(Object position labeling entries)
◇ ◇ ◇
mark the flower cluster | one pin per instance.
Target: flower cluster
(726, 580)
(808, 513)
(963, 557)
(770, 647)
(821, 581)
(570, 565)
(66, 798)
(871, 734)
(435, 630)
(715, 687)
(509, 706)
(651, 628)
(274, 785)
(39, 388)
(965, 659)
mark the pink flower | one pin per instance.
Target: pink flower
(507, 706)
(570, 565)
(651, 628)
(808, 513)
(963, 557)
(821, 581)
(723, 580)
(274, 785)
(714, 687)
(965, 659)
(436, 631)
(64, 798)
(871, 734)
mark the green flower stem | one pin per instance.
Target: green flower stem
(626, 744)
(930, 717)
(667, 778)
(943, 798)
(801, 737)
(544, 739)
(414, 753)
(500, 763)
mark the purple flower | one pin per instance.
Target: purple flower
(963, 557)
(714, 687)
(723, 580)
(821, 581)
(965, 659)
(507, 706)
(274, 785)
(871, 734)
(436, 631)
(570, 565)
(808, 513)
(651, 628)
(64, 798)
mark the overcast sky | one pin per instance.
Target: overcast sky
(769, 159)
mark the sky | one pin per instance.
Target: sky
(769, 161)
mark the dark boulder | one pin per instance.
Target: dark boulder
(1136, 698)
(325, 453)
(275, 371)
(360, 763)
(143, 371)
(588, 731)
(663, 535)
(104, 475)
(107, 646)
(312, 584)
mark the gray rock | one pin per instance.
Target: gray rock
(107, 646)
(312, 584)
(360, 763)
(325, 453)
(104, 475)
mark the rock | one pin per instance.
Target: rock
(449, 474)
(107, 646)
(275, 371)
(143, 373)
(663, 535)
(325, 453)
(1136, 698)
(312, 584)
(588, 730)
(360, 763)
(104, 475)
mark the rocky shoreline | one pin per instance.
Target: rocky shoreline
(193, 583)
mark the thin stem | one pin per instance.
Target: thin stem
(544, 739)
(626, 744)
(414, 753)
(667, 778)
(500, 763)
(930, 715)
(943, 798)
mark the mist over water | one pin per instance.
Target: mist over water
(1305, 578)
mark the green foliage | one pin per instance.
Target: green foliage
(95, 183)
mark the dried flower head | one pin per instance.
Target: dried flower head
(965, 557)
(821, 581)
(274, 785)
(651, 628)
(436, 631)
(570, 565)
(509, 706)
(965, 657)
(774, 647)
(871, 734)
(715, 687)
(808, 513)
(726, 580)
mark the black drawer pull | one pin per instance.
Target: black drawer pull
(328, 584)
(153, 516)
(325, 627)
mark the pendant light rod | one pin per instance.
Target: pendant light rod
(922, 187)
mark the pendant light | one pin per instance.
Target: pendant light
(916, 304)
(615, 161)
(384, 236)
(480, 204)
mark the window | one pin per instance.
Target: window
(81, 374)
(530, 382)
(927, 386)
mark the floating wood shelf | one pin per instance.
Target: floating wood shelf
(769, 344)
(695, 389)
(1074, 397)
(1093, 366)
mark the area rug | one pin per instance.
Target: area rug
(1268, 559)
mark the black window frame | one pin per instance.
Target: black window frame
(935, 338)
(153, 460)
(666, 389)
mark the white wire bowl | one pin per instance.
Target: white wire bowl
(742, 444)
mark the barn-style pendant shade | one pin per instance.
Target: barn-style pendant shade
◇ ◇ ◇
**Set problem**. Put every line of the listing above into a numbered list, skipping any blank lines.

**Result**.
1. mark the flower cluster | one pin per instance.
2. Target: flower cluster
3. (726, 580)
4. (808, 513)
5. (963, 557)
6. (770, 647)
7. (821, 581)
8. (570, 565)
9. (66, 798)
10. (871, 734)
11. (435, 630)
12. (715, 687)
13. (509, 706)
14. (651, 628)
15. (274, 785)
16. (39, 388)
17. (965, 659)
18. mark the pink flower | one pin per instance.
19. Target: pink flower
20. (507, 706)
21. (570, 565)
22. (651, 628)
23. (808, 513)
24. (963, 557)
25. (821, 581)
26. (723, 580)
27. (274, 785)
28. (714, 687)
29. (965, 659)
30. (436, 631)
31. (64, 798)
32. (871, 734)
33. mark the green flower stem | one pin per instance.
34. Target: green flower stem
35. (626, 744)
36. (930, 717)
37. (667, 778)
38. (943, 798)
39. (801, 737)
40. (544, 739)
41. (414, 753)
42. (500, 763)
43. mark the purple flower | one pin per instance.
44. Target: purple flower
45. (963, 557)
46. (714, 687)
47. (723, 580)
48. (821, 581)
49. (965, 659)
50. (507, 706)
51. (274, 785)
52. (871, 734)
53. (436, 631)
54. (570, 565)
55. (808, 513)
56. (651, 628)
57. (64, 798)
58. mark the overcast sky | one pin per instance.
59. Target: overcast sky
60. (769, 159)
61. mark the sky | one pin per instance.
62. Target: sky
63. (769, 161)
64. mark the dark boulder | one pin per instance.
65. Target: dark boulder
66. (1136, 698)
67. (325, 453)
68. (275, 371)
69. (360, 763)
70. (143, 371)
71. (588, 731)
72. (663, 535)
73. (104, 475)
74. (107, 646)
75. (312, 584)
76. mark the gray rock | one pin per instance.
77. Target: gray rock
78. (107, 646)
79. (312, 584)
80. (360, 763)
81. (325, 453)
82. (104, 475)
83. mark the rock | one pin per instance.
84. Target: rock
85. (449, 474)
86. (107, 646)
87. (275, 371)
88. (143, 373)
89. (663, 535)
90. (325, 453)
91. (1136, 698)
92. (312, 584)
93. (588, 730)
94. (360, 763)
95. (104, 475)
96. mark the rocky shoreline | one pin per instance.
97. Target: rocky shoreline
98. (193, 583)
99. mark the thin stem | one pin per instance.
100. Target: thin stem
101. (544, 739)
102. (626, 744)
103. (414, 753)
104. (667, 778)
105. (500, 763)
106. (930, 715)
107. (943, 798)
108. mark the mist over water | one pin per instance.
109. Target: mist over water
110. (1305, 578)
111. mark the green foliage | one pin per instance.
112. Target: green foliage
113. (95, 183)
114. mark the dried flower head | one pin per instance.
115. Target: dried flower head
116. (965, 557)
117. (821, 581)
118. (274, 785)
119. (651, 628)
120. (436, 631)
121. (570, 565)
122. (509, 706)
123. (965, 657)
124. (774, 647)
125. (871, 734)
126. (715, 687)
127. (808, 513)
128. (726, 580)
129. mark the black drawer pull | one pin per instance.
130. Target: black drawer pull
131. (328, 584)
132. (153, 516)
133. (325, 627)
134. mark the pendant light rod | one pin per instance.
135. Target: pendant light rod
136. (922, 187)
137. mark the pendant light | one pin per instance.
138. Target: pendant light
139. (916, 304)
140. (615, 161)
141. (384, 236)
142. (480, 204)
143. mark the window | one pin per instance.
144. Target: window
145. (81, 374)
146. (530, 382)
147. (927, 386)
148. mark the floating wood shelf | one pin per instance.
149. Target: floating wood shelf
150. (769, 344)
151. (695, 389)
152. (1074, 397)
153. (1093, 366)
154. mark the area rug | one pin per instance.
155. Target: area rug
156. (1268, 559)
157. mark the black window frame | one pin per instance.
158. Target: black window frame
159. (935, 338)
160. (153, 460)
161. (666, 389)
162. mark the white wire bowl | one pin per instance.
163. Target: white wire bowl
164. (742, 444)
165. mark the barn-style pendant shade | one pin per instance.
166. Target: barn-style pendant shade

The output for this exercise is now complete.